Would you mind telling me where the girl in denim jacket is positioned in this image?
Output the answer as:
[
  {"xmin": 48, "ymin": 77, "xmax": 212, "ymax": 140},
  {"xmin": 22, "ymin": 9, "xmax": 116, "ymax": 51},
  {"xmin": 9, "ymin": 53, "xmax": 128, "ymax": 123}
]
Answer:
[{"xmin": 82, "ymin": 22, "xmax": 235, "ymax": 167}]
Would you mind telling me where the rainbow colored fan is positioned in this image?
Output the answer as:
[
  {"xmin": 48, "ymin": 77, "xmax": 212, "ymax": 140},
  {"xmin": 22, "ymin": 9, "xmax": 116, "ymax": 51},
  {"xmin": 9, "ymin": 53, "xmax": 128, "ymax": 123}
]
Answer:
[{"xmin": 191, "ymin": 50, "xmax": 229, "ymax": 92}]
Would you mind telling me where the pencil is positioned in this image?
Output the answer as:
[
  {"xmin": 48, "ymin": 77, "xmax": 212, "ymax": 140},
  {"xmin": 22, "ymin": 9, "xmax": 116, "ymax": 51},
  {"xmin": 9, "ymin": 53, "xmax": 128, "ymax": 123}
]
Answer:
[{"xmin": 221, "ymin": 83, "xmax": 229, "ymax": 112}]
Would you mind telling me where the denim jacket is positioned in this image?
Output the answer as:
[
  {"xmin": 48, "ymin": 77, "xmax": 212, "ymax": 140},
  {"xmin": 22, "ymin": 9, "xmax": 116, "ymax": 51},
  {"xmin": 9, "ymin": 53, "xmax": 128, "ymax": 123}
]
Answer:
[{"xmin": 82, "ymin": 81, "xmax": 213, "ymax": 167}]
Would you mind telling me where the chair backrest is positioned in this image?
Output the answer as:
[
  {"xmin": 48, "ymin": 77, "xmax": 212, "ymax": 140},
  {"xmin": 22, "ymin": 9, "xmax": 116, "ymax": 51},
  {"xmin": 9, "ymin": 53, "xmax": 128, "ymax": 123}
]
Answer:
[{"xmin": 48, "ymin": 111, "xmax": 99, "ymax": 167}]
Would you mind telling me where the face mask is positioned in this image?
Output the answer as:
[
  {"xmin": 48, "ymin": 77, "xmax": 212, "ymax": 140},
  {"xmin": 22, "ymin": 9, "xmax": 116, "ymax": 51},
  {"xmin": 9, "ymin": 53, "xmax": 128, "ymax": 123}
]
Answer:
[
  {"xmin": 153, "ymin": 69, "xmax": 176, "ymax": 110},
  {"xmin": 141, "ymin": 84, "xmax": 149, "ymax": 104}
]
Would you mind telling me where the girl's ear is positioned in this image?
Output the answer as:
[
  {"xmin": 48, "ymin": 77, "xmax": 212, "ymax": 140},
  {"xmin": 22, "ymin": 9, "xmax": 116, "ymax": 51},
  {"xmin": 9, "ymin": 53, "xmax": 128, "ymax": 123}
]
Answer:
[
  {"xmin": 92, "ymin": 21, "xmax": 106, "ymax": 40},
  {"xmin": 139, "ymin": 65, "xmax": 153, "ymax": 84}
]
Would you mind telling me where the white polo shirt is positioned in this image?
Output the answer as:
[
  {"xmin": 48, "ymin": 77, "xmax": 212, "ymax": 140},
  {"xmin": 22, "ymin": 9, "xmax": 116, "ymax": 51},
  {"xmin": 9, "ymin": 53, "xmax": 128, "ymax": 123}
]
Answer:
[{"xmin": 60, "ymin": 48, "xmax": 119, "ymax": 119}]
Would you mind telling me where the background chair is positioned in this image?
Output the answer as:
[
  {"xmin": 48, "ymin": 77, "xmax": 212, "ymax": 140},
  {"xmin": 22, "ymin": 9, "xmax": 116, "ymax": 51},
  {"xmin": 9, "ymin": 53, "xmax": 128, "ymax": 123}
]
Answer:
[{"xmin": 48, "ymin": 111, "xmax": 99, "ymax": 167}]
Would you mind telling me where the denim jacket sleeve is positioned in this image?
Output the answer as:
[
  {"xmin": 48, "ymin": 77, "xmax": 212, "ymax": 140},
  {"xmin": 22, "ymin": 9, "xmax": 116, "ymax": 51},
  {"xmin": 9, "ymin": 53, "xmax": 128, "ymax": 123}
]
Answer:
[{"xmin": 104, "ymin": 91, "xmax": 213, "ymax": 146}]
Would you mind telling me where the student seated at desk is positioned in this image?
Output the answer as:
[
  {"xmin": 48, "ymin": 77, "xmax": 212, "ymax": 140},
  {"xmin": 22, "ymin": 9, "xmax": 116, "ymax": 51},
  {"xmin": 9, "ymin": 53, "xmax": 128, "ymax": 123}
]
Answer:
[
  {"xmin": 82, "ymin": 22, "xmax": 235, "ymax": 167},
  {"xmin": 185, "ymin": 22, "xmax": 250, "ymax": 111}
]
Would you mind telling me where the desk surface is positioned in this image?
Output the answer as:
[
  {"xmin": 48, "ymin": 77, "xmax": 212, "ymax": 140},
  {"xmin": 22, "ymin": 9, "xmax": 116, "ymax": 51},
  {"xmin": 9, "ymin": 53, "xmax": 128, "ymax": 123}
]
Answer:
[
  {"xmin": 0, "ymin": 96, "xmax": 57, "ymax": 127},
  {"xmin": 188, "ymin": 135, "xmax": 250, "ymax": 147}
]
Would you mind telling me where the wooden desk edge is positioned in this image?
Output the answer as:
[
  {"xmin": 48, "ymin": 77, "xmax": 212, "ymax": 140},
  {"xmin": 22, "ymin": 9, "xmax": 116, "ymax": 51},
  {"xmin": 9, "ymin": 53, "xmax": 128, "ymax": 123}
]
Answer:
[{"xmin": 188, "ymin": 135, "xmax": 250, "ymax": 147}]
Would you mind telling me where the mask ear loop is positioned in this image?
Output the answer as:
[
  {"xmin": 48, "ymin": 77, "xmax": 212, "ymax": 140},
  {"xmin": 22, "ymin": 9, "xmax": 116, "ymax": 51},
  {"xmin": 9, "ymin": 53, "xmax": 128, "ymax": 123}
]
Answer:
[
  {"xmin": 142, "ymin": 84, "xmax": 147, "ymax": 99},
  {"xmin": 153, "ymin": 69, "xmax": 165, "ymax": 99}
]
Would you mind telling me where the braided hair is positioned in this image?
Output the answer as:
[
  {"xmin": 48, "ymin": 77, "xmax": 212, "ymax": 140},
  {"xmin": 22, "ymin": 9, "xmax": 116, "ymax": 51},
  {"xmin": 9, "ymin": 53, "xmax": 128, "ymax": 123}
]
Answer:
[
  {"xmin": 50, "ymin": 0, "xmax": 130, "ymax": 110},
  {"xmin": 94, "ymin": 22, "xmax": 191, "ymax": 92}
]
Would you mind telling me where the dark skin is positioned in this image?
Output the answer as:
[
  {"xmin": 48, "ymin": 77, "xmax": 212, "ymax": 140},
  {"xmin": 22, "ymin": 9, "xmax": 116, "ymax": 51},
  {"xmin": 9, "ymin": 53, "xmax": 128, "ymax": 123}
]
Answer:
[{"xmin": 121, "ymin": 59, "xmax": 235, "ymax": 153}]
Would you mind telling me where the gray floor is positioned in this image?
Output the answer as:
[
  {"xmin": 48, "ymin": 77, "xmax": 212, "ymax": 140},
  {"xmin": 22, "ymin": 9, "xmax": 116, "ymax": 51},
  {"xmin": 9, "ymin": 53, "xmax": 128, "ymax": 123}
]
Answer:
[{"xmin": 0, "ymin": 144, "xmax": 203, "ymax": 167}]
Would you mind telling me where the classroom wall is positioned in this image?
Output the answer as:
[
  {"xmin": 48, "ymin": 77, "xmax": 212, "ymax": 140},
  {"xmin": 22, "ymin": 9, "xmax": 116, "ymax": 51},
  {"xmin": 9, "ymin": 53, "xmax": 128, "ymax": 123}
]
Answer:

### Required work
Rewrite the part of the listing that starts with the line containing "Would you mind telling me where the dark" and runs through the end of the listing, swapping "positioned" for "located" and leaving everything else unchanged.

### Reply
Would you mind telling me where the dark skin is located in this image?
Output the answer as:
[
  {"xmin": 48, "ymin": 77, "xmax": 212, "ymax": 140},
  {"xmin": 22, "ymin": 9, "xmax": 116, "ymax": 51},
  {"xmin": 9, "ymin": 53, "xmax": 128, "ymax": 123}
]
Answer:
[{"xmin": 121, "ymin": 59, "xmax": 235, "ymax": 153}]
Would you mind telling me where the gray floor is located in this image?
Output the answer as:
[
  {"xmin": 48, "ymin": 77, "xmax": 212, "ymax": 140},
  {"xmin": 22, "ymin": 9, "xmax": 116, "ymax": 51},
  {"xmin": 9, "ymin": 53, "xmax": 128, "ymax": 123}
]
Answer:
[{"xmin": 0, "ymin": 144, "xmax": 203, "ymax": 167}]
Would you mind telling me where the classroom wall is located in this image?
Output the answer as:
[
  {"xmin": 48, "ymin": 77, "xmax": 212, "ymax": 140},
  {"xmin": 22, "ymin": 9, "xmax": 116, "ymax": 51},
  {"xmin": 9, "ymin": 53, "xmax": 128, "ymax": 123}
]
Answer:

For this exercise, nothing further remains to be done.